◆ Passage
— Start —

Slip Op. 06-134
UNITED STATES COURT OF INTERNATIONAL TRADE
CARPENTER TECHNOLOGY
CORPORATION,
Plaintiff,
Before: Leo M. Gordon, Judge
v.
Court No. 04-00246
UNITED STATES,
Defendant.
OPINION
[Defendant’s motion to dismiss denied; plaintiff’s motion for judgment on the agency
record denied; judgment for defendant.]
Dated: September 6, 2006
Kelley Drye Collier Shannon (Robin H. Gilbert) for the plaintiff.
Peter D. Keisler, Assistant Attorney General; David M. Cohen, Director, and
Jeanne E. Davidson, Deputy Director, Commercial Litigation Branch, Civil Division, U.S.
Department of Justice (Michael Panzera); and Office of Chief Counsel for Import
Administration, U.S. Department of Commerce (Ada E. Bosque), of counsel, for the
defendant.
Gordon, Judge: Plaintiff Carpenter Technology Corporation moves for judgment
upon the agency record pursuant to USCIT R. 56.2, challenging a decision of the United
States Department of Commerce (“Commerce”) to collapse two foreign producers and
treat them as a single entity during an administrative review of an antidumping duty
order covering stainless steel wire rods from India. Plaintiff, however, did not raise this
issue before the agency, failing to exhaust its administrative remedies.

— End —

◆ Problem 1
Echo the court opinion from "Peter D. Keisler, Assistant" up to and including "its administrative remedies.".
◆ Problem 2
Carry on the court opinion from the point where it stops.

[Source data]
— Start —

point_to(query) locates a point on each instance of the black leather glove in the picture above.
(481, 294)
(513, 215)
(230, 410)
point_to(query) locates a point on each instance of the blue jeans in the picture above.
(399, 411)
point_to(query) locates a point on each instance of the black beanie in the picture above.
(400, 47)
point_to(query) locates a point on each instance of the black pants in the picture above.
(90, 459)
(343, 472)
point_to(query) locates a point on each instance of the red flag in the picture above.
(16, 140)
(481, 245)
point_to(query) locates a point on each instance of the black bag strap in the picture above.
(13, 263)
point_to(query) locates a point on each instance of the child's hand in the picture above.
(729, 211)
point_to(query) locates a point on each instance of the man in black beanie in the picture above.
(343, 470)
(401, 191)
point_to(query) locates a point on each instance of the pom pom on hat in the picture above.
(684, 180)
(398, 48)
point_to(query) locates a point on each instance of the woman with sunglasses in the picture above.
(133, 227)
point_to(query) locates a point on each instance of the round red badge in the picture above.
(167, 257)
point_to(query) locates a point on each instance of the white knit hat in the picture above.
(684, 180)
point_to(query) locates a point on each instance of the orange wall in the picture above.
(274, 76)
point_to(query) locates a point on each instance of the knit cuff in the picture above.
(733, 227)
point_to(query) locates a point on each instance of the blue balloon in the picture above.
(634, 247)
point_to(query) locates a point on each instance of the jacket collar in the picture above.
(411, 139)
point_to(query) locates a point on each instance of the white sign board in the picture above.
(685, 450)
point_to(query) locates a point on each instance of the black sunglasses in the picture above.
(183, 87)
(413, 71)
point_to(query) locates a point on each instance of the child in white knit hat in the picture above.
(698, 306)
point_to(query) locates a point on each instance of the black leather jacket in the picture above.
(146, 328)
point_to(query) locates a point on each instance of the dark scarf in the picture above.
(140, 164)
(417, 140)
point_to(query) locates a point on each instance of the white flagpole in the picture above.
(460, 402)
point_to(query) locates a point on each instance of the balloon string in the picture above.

— End —

◆ Written reply 1
Peter D. Keisler, Assistant Attorney General; David M. Cohen, Director, and
Jeanne E. Davidson, Deputy Director, Commercial Litigation Branch, Civil Division, U.S.
Department of Justice (Michael Panzera); and Office of Chief Counsel for Import
Administration, U.S. Department of Commerce (Ada E. Bosque), of counsel, for the
defendant.
Gordon, Judge: Plaintiff Carpenter Technology Corporation moves for judgment
upon the agency record pursuant to USCIT R. 56.2, challenging a decision of the United
States Department of Commerce (“Commerce”) to collapse two foreign producers and
treat them as a single entity during an administrative review of an antidumping duty
order covering stainless steel wire rods from India. Plaintiff, however, did not raise this
issue before the agency, failing to exhaust its administrative remedies.

◆ Written reply 2
As an initial matter, defendant has moved to dismiss this action pursuant to
USCIT R. 12(b)(1), mistakenly asserting that plaintiff’s failure to exhaust administrative
Court No. 04-00246 Page 2
remedies divests the Court of International Trade of subject matter jurisdiction. The
requirement of exhaustion of administrative remedies for judicial review of antidumping
determinations is not jurisdictional, but discretionary pursuant to
28 U.S.C. § 2637(d) (2000). See United States v. Priority Prods., Inc., 793 F.2d 296,
300 (Fed. Cir. 1986) (noting that the Court of International Trade has discretion to
excuse failure to exhaust administrative remedies for actions covered by 28 U.S.C.
§ 2637(d) (2000)); see also Avocados Plus Inc. v. Veneman, 370 F.3d 1243, 1247-50
(D.C. Cir. 2004) (explaining the difference between jurisdictional and non-jurisdictional
exhaustion of administrative remedies). Accordingly, defendant’s motion to dismiss is
denied. The court has jurisdiction pursuant to 19 U.S.C. § 1516a(a)(2)(B)(iii) (2000) and
28 U.S.C. § 1581(c) (2000). As explained below, however, plaintiff failed to exhaust its
administrative remedies, and the court will therefore enter judgment in favor of
defendant.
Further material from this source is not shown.